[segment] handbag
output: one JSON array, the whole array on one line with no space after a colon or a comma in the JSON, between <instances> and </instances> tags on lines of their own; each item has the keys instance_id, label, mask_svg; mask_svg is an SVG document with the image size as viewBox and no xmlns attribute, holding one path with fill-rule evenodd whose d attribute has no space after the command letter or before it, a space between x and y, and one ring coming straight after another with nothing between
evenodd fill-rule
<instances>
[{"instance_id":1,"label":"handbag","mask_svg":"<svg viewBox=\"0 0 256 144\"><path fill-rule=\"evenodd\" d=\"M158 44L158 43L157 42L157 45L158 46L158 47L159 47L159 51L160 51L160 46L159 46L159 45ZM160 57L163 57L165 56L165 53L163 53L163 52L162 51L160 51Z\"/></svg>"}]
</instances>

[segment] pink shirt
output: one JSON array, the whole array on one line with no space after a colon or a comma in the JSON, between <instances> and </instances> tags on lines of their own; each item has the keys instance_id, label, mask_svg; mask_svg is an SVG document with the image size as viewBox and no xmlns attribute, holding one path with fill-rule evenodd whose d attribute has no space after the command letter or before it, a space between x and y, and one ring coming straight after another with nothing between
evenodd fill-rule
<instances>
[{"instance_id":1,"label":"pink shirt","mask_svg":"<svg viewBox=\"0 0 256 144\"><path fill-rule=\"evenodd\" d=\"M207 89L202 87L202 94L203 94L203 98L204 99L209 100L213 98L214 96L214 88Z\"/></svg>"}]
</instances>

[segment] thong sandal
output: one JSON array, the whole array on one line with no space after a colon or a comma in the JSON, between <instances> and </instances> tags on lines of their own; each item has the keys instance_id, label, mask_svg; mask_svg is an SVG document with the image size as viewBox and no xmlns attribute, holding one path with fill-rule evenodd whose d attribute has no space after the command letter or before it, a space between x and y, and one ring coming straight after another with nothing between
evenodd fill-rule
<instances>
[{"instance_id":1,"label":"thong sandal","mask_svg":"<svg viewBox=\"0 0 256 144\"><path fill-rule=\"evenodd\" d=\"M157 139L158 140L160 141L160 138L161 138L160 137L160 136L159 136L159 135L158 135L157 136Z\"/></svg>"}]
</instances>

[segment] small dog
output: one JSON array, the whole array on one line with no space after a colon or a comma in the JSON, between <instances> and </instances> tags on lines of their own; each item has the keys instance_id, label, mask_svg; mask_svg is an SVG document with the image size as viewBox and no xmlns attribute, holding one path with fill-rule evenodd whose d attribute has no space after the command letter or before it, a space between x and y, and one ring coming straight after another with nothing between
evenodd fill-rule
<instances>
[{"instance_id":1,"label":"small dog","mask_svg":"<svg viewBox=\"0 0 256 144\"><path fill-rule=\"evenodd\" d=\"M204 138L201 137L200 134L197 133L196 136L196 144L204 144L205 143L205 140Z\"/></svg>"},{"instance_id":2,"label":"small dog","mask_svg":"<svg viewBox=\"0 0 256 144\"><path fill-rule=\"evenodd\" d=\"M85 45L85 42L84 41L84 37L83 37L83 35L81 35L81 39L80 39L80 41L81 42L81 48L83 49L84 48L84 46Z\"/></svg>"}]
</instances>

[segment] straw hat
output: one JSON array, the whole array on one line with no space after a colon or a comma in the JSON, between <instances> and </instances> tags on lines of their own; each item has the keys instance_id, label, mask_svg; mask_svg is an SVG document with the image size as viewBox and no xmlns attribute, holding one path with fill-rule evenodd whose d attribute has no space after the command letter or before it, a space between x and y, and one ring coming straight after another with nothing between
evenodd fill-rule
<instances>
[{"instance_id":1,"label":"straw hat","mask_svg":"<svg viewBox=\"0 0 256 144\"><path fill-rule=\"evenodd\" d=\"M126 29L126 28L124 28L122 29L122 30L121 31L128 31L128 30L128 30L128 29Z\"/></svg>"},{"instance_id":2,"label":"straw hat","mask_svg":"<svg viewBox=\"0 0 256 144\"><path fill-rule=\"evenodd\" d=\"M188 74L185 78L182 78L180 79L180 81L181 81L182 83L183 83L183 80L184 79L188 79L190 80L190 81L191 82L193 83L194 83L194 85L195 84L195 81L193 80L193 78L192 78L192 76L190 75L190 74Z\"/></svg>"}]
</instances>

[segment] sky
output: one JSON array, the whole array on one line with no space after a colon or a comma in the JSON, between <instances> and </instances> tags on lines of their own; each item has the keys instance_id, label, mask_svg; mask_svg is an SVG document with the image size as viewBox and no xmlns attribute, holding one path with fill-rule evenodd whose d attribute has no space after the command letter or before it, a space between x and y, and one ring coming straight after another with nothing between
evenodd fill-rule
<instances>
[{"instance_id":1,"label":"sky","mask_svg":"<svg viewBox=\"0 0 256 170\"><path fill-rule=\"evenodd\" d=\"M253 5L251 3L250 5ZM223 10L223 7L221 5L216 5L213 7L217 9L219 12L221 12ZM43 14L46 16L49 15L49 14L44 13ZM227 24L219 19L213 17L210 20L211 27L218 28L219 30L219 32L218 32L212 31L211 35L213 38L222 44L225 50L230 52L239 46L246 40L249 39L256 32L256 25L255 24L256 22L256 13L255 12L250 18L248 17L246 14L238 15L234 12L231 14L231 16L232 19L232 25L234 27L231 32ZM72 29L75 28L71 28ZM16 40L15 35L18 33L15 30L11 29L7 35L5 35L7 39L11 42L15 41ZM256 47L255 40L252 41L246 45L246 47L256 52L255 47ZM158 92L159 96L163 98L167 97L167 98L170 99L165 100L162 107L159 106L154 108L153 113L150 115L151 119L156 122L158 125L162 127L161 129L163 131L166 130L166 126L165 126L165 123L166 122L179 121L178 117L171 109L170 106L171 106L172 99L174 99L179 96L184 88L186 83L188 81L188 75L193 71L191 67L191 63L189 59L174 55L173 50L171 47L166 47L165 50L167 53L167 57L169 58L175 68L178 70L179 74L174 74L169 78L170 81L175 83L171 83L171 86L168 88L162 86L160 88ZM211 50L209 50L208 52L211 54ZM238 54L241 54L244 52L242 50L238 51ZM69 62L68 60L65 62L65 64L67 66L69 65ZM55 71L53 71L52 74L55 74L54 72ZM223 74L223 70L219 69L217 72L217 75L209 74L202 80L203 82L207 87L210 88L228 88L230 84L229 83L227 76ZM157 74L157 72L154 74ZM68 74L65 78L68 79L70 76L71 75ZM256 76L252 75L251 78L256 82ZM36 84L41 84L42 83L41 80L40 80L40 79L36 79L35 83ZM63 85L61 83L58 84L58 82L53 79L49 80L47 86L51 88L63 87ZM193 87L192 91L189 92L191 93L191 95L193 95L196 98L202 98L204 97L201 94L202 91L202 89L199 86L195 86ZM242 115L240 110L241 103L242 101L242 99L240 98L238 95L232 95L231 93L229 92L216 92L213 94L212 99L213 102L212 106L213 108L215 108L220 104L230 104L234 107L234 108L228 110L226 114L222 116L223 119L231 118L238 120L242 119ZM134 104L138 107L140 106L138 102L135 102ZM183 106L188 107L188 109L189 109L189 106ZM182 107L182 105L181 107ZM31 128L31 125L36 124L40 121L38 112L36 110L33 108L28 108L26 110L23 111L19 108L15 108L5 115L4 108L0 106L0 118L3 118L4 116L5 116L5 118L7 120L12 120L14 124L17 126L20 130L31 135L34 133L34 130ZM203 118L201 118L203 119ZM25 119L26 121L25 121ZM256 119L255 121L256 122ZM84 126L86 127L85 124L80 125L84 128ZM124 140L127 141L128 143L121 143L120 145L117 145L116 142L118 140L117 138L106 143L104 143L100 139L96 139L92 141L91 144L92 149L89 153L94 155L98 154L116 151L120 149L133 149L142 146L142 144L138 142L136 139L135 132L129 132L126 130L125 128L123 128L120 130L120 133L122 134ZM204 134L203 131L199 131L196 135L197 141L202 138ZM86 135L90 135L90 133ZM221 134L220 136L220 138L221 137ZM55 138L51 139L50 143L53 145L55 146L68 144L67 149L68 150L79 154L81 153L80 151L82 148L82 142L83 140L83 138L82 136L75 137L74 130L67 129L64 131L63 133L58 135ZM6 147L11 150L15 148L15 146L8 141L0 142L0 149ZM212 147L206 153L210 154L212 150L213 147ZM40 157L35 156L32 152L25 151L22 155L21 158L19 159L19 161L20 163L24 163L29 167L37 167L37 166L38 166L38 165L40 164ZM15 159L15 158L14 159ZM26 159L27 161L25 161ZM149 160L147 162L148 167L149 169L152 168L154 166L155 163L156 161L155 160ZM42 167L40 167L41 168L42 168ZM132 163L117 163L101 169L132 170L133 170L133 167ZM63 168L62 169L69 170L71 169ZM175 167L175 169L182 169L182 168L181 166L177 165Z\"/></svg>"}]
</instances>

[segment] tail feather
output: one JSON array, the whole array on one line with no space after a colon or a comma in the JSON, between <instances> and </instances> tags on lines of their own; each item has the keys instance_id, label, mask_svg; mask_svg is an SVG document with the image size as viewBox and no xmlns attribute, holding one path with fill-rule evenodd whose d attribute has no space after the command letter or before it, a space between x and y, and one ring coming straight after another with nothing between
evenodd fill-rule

> **GOAL OF THE EXERCISE**:
Output only the lines from the one holding "[segment] tail feather" through the last line above, exactly as they appear.

> **SOLVED EXERCISE**:
[segment] tail feather
output: one JSON array, the whole array on one line with no space after a colon or a comma in the JSON, between <instances> and </instances> tags on lines of their own; each item has the keys instance_id, label, mask_svg; mask_svg is an SVG document with the image size as viewBox and no xmlns attribute, holding one path with fill-rule evenodd whose d attribute has no space after the command letter or before it, a space between x and y, and one ring coming straight after another with nothing between
evenodd fill-rule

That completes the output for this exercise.